◆ Short problem 1
From the start of the entries through the line containing "112], [381, 143]]", reproduce every line, requests included, and add 25 to each coordinate in the answer outlines. Omit the pictures from your output.

GPU Preprocessing (RAPIDS)¶
Accelerate large-scale tabular data preprocessing on OSC GPUs using NVIDIA RAPIDS — 10-100x faster than CPU-based pandas/NumPy for filtering, grouping, and feature engineering.
What Is RAPIDS?¶
RAPIDS is a suite of GPU-accelerated libraries that mirror the pandas/scikit-learn API:
| Library | CPU Equivalent | Purpose |
|---|---|---|
| cuDF | pandas | GPU DataFrames — filtering, grouping, joins |
| cuML | scikit-learn | GPU machine learning — preprocessing, clustering, regression |
| cuGraph | NetworkX | GPU graph analytics |
RAPIDS is useful when your preprocessing pipeline is the bottleneck — large CSVs, millions of rows, complex feature engineering. If your data fits in memory and processes in seconds, stick with pandas.
Why a Separate Conda Environment?¶
RAPIDS is conda-only — it cannot be installed via pip or uv. Its packages depend on conda-forge builds of CUDA libraries that conflict with pip-installed PyTorch. For this reason:
- RAPIDS preprocessing runs in a dedicated conda environment
- Model training runs in your normal uv/venv environment with PyTorch
- The two environments communicate through files (Parquet), not shared memory
This two-environment pattern is intentional — it keeps your training environment clean while giving you GPU-accelerated preprocessing when you need it.
Setup¶
Create a dedicated conda environment for RAPIDS:
# Load conda
module load python/3.12
# Create RAPIDS environment (this takes a few minutes)
conda create -n gnn-rapids \
-c rapidsai -c conda-forge -c nvidia \
rapids=24.12 cuda-version=12.6 python=3.12 \
-y
# Verify installation
conda activate gnn-rapids
python -c "import cudf; print(f'cuDF version: {cudf.__version__}')"
conda deactivate
Do not install PyTorch in this environment
The RAPIDS conda environment is for preprocessing only. Keep PyTorch in your separate uv/venv environment to avoid dependency conflicts.
Soft-Import Pattern¶
To write code that works with or without RAPIDS, use a RAPIDS_AVAILABLE flag:
try:
import cudf
import cuml
RAPIDS_AVAILABLE = True
except ImportError:
RAPIDS_AVAILABLE = False
def load_data(path: str):
"""Load data using cuDF if available, otherwise pandas."""

◆ Exercise materials
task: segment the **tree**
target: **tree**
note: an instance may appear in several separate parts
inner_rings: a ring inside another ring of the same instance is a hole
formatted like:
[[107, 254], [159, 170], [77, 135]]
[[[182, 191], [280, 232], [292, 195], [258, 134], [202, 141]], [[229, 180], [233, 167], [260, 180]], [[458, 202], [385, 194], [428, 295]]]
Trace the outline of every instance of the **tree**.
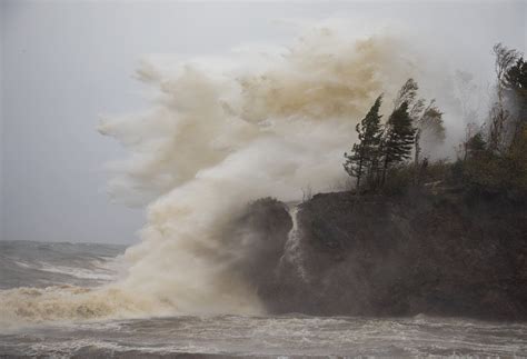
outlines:
[[384, 156], [381, 183], [385, 183], [386, 171], [390, 166], [402, 162], [410, 157], [415, 132], [416, 130], [408, 112], [408, 102], [402, 101], [391, 112], [381, 143]]
[[358, 133], [359, 142], [355, 143], [351, 153], [344, 153], [346, 162], [344, 168], [349, 176], [357, 178], [357, 192], [360, 191], [360, 180], [366, 171], [372, 170], [372, 163], [377, 161], [378, 149], [381, 138], [381, 127], [379, 109], [382, 102], [382, 96], [375, 100], [366, 117], [357, 123], [355, 130]]
[[511, 121], [511, 146], [517, 146], [523, 132], [527, 128], [527, 62], [519, 58], [501, 79], [501, 86], [507, 90], [515, 108], [515, 118]]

◆ Short problem 2
Using the RAPIDS preprocessing page, answer these:
(a) Which library does the table list as the CPU equivalent of cuDF?
(b) What RAPIDS version does the conda create command specify?
(c) How do the preprocessing and training environments communicate?

◆ Exercise result 1
task: segment the **tree**
target: **tree**
note: an instance may appear in several separate parts
inner_rings: a ring inside another ring of the same instance is a hole
formatted like:
[[107, 254], [159, 170], [77, 135]]
[[[182, 191], [280, 232], [292, 195], [258, 134], [202, 141]], [[229, 180], [233, 167], [260, 180]], [[458, 202], [385, 194], [428, 295]]]
Trace the outline of every instance of the **tree**.
outlines:
[[409, 181], [406, 208], [410, 208], [411, 196], [415, 191], [427, 187], [435, 182], [440, 157], [441, 155], [433, 137], [433, 127], [427, 126], [416, 137], [406, 168]]

◆ Exercise result 2
(a) pandas
(b) 24.12
(c) Through files (Parquet), not shared memory.